--- Start EXTRACTED RECORDS ---

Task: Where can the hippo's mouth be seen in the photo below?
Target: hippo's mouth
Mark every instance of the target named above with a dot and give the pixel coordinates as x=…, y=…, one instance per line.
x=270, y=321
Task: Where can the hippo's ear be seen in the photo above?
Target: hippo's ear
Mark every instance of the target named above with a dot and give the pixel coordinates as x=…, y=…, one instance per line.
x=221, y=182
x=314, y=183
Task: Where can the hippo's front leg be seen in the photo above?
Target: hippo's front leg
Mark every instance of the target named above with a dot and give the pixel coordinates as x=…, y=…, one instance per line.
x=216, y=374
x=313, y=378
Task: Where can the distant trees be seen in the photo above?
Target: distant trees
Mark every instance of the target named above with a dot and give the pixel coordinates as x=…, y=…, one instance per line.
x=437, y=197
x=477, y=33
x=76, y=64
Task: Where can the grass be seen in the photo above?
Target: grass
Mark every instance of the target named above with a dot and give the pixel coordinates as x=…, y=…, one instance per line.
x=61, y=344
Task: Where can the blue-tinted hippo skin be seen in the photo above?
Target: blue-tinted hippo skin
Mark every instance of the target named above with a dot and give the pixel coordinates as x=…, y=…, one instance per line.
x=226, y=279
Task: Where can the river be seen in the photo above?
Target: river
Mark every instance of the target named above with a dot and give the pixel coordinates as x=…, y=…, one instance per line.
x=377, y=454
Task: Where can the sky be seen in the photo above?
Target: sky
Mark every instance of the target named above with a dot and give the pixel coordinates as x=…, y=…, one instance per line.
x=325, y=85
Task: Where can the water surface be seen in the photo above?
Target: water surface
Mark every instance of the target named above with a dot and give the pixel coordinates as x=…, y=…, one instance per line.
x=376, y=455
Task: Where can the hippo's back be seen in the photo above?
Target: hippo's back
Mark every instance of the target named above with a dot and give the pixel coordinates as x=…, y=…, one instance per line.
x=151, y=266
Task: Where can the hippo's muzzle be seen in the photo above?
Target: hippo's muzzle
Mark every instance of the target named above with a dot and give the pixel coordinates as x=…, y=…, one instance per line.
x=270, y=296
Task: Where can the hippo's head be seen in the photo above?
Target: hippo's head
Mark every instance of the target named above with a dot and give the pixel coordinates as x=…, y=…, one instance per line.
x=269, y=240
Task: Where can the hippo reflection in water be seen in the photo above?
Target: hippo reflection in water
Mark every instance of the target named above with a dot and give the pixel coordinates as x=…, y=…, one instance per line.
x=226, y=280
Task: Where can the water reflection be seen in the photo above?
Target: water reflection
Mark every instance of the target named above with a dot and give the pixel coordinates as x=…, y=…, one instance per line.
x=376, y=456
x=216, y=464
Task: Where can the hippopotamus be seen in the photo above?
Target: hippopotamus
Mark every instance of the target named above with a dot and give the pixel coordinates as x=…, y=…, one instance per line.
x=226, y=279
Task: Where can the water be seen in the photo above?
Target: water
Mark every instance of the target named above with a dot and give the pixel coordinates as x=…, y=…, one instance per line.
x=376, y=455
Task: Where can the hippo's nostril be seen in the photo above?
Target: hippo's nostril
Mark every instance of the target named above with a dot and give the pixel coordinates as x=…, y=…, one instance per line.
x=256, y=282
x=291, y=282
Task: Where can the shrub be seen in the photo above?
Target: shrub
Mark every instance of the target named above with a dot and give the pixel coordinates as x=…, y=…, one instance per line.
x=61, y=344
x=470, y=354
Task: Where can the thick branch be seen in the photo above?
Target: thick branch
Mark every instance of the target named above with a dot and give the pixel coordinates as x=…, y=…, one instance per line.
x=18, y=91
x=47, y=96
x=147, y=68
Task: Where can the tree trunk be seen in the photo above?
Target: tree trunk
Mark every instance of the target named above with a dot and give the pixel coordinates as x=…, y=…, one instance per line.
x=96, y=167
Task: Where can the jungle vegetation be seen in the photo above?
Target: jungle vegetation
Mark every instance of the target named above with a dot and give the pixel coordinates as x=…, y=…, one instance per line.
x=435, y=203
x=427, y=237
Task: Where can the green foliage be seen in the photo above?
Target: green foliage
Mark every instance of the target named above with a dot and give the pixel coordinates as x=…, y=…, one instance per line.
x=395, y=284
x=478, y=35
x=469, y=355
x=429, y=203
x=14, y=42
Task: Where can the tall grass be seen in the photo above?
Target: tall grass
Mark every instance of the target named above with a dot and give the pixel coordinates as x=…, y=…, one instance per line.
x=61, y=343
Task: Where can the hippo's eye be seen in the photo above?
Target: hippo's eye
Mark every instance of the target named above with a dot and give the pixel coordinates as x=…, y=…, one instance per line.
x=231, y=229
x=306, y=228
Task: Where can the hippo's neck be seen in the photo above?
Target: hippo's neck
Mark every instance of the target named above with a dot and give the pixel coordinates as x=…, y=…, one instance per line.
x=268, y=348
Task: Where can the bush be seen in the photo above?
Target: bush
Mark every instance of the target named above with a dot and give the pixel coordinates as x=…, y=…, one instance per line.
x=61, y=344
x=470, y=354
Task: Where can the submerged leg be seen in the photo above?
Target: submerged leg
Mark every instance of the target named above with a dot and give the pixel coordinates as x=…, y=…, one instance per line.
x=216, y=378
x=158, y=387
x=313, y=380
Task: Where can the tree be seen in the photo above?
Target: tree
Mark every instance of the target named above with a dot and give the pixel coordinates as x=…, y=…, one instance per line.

--- End EXTRACTED RECORDS ---
--- Start EXTRACTED RECORDS ---

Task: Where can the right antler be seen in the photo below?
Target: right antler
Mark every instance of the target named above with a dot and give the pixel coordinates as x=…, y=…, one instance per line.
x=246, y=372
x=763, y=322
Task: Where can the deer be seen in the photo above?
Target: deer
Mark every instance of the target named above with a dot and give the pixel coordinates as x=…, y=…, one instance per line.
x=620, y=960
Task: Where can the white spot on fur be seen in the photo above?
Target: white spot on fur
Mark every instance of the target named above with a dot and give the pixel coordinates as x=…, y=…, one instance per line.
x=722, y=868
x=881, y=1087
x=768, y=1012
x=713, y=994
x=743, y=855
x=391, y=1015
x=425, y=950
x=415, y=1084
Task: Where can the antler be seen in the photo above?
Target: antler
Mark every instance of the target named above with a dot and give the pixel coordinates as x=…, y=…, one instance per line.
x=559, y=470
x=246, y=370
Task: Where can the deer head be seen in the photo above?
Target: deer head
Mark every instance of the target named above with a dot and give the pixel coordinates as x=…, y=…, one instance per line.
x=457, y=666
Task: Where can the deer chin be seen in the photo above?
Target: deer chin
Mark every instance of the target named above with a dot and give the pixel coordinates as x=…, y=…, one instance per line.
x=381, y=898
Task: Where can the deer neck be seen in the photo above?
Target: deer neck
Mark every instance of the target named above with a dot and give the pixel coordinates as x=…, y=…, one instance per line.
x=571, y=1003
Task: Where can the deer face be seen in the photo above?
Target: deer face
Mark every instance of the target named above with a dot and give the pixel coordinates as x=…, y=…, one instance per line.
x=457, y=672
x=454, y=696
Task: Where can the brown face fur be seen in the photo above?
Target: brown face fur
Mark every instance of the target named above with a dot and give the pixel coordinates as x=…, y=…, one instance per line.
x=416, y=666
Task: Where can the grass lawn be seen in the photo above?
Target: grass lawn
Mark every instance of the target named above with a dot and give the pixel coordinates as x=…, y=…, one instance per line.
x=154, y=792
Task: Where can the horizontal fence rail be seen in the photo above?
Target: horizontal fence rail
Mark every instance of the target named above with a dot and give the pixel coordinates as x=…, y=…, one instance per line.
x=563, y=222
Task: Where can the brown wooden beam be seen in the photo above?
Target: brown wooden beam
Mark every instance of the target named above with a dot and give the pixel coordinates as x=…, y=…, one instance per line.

--- End EXTRACTED RECORDS ---

### PROBLEM DESCRIPTION:
Can you rewrite only the entries from the line with "Task: Where can the hippo's ear" to the line with "x=314, y=183", swapping "hippo's ear" for "hippo's eye" and leaving everything else unchanged?

### RESPONSE:
Task: Where can the hippo's eye be seen in the photo above?
Target: hippo's eye
Mark every instance of the target named above with a dot and give the pixel coordinates as x=…, y=…, one instance per line.
x=221, y=182
x=314, y=183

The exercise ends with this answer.